+++ PROVIDED TEXT +++

179 So. 2d 546 | La. Ct. App. | 1965
Lead Opinion
This is a .concursus proceeding filed by Trunkline Gas Company, et al., depositing in the registry of the court proceeds derived from the sale of gas and distillate from two producing wells drilled in the Grosse Isle Field. At issue is the owership of one-half of the minerals in a contiguous tract of land containing approximately 340 acres. Portions of this 340-acre tract are included in the two conservation commissioner’s drilling units on which the two producing wells were drilled in about 1960.
Two opposing groups claim this mineral interest. The Daisy Steen Morgan group claim by virtue of the purchase of a one-half mineral servitude from the landowner in 1949 (hereinafter referred to as the 1949 servitude), and contend that ten years prescription for non-use was interrupted by the drilling of a dry hole on the 340-acre tract itself in 1956. The J. Wesley Steen group contends the 1949 servitude has prescribed and reverted to the landowner, and that the landowner conveyed this one-half mineral interest to them in 1959. They argue that the 1956 well did not interrupt prescription, 1 except as to a 96-acre portion which was included in a 320-acre drilling unit, created by the commissioner of conservation, and on which 96-acre part the 1956 well was drilled. They contend prescription was not interrupted as to that portion of the 340-acre parent tract located outside the 1956 drilling unit.

+++ DATA SHOWN +++

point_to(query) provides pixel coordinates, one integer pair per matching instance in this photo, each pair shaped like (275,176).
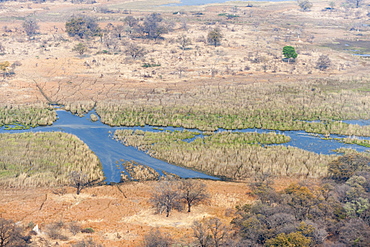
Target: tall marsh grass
(316,106)
(45,159)
(26,116)
(230,155)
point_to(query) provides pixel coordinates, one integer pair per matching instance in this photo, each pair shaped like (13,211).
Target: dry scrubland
(45,159)
(242,83)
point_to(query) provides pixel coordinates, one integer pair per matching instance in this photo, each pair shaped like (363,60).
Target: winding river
(99,137)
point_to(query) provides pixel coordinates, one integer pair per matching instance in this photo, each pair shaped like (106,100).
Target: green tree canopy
(214,37)
(289,52)
(82,27)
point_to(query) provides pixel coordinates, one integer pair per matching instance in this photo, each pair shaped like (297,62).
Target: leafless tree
(10,234)
(210,232)
(79,180)
(305,5)
(157,239)
(183,41)
(323,62)
(30,27)
(192,192)
(355,3)
(86,243)
(214,37)
(135,51)
(166,197)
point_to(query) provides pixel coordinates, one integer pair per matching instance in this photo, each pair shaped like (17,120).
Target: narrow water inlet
(99,138)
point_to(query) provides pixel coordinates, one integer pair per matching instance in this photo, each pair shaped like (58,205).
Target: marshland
(124,99)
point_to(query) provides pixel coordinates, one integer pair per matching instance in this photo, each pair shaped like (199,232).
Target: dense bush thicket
(304,214)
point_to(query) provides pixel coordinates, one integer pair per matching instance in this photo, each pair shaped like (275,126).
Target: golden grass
(281,106)
(230,155)
(45,159)
(26,116)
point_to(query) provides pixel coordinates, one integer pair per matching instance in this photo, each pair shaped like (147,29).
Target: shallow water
(98,137)
(203,2)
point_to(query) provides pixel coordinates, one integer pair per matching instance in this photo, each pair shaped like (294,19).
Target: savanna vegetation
(25,117)
(281,106)
(45,159)
(278,66)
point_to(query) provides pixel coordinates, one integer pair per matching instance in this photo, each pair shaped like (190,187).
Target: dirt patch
(118,219)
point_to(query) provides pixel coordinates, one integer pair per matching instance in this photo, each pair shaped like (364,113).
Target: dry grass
(231,155)
(281,106)
(45,159)
(26,116)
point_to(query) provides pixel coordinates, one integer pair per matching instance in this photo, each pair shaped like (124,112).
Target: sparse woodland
(299,65)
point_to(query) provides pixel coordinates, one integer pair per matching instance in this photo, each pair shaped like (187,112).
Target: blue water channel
(99,137)
(203,2)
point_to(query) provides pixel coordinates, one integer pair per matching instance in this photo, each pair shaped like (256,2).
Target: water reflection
(111,153)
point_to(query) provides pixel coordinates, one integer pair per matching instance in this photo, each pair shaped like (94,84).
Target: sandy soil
(118,218)
(260,32)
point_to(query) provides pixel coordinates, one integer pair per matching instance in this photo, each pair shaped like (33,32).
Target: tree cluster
(11,234)
(337,210)
(176,194)
(82,27)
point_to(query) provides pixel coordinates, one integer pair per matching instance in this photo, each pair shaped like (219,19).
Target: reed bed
(234,156)
(313,106)
(26,116)
(138,172)
(365,143)
(79,108)
(45,159)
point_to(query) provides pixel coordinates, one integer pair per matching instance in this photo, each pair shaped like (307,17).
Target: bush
(345,167)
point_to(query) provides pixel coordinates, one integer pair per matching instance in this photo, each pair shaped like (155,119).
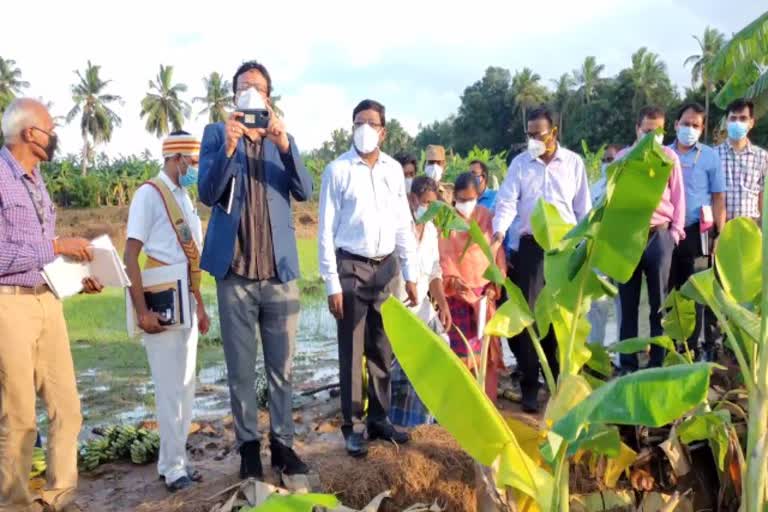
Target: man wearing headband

+++

> [TO DO]:
Repeat word for word the passage of the court opinion above between "179 So. 2d 546" and "in about 1960.", inclusive.

> [TASK ANSWER]:
179 So. 2d 546 | La. Ct. App. | 1965
Lead Opinion
This is a .concursus proceeding filed by Trunkline Gas Company, et al., depositing in the registry of the court proceeds derived from the sale of gas and distillate from two producing wells drilled in the Grosse Isle Field. At issue is the owership of one-half of the minerals in a contiguous tract of land containing approximately 340 acres. Portions of this 340-acre tract are included in the two conservation commissioner’s drilling units on which the two producing wells were drilled in about 1960.